Passage to read:

────────────────────

The ousted 75-year-old Myanmar leader’s trial will open on Monday in Myanmar’s capital Naypyidaw, where she faces a widening array of charges heaped on her since the military toppled her government in a coup. 

“She’s not aware — I mean she doesn’t have a clear grasp — of what’s happening in Burma,” Khin Maung Zaw, her lead lawyer, told the Financial Times, using the former name for Myanmar, where the junta has arrested thousands and used deadly force to suppress an uprising.

He said that Aung San Suu Kyi, who has been held incommunicado since the February 1 coup, had been moved from her ministerial residence in Myanmar’s capital to an unknown location the night before her first court appearance on May 24.

Myanmar’s former leader had to leave her home where she had been staying with her dog Taichito, he said, and asked her legal team for medicine and food “to make ends meet” at a meeting last week. 

Aung San Suu Kyi’s relatives, including sons in the UK and US, have been in touch with the UK Foreign Office, “but don’t believe any messages have reached her”, according to a person close to the family, who asked not to be named. 

The former leader’s imprisonment and impending trial by the military regime mark an extraordinary turn of events for the former Nobel laureate and national leader, whose National League for Democracy won electoral landslides in 2015 and 2020. Criminal convictions would bar her from running for office.

“The trial is obviously a sham, and the only reason why the military has even announced the date is due to international pressure,” said Manny Maung, Asia researcher with Human Rights Watch. “They would happily keep Aung San Suu Kyi detained and out of view for as long as they can.”

────────────────────

Exercise data:
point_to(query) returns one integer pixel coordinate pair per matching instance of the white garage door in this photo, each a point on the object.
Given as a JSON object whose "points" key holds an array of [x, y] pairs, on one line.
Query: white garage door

────────────────────

What needs to be done:
Carry on the article about Aung San Suu Kyi's trial from where it stops.

Output of the exercise:
Junta authorities have brought five criminal charges against her, including for illegally importing walkie talkies and an electronic jammer device found at her house when she was arrested, and for violating Myanmar’s natural disaster law by violating Covid-19 regulations during last year’s campaign.

Her first court appearance last month was held in a room in a government building mocked up to look like a courtroom, with no lawyers present. 

Last week, regime authorities opened a new corruption investigation against her and three other former officials in connection with alleged misuse of land and public funds for the Daw Khin Kyi Foundation, a charitable group set up in honour of her late mother. 

According to a report in the government-run Global New Light of Myanmar, Aung San Suu Kyi paid “lower than reasonable prices for land lease”, and a residence was built for her using cash contributions from the public. The report also claimed Myanmar’s ousted leader accepted $600,000 and 11.4kg of gold.

Her lawyer dismissed the accusations of bribery and corruption as “absurd” and “groundless”.

“In my experience . . . I’ve never met any statesman more honest and incorruptible than Daw Aung San Suu Kyi,” Khin Maung Zaw said. “She might have defects, but personal greed and corruption are not [among] her traits.”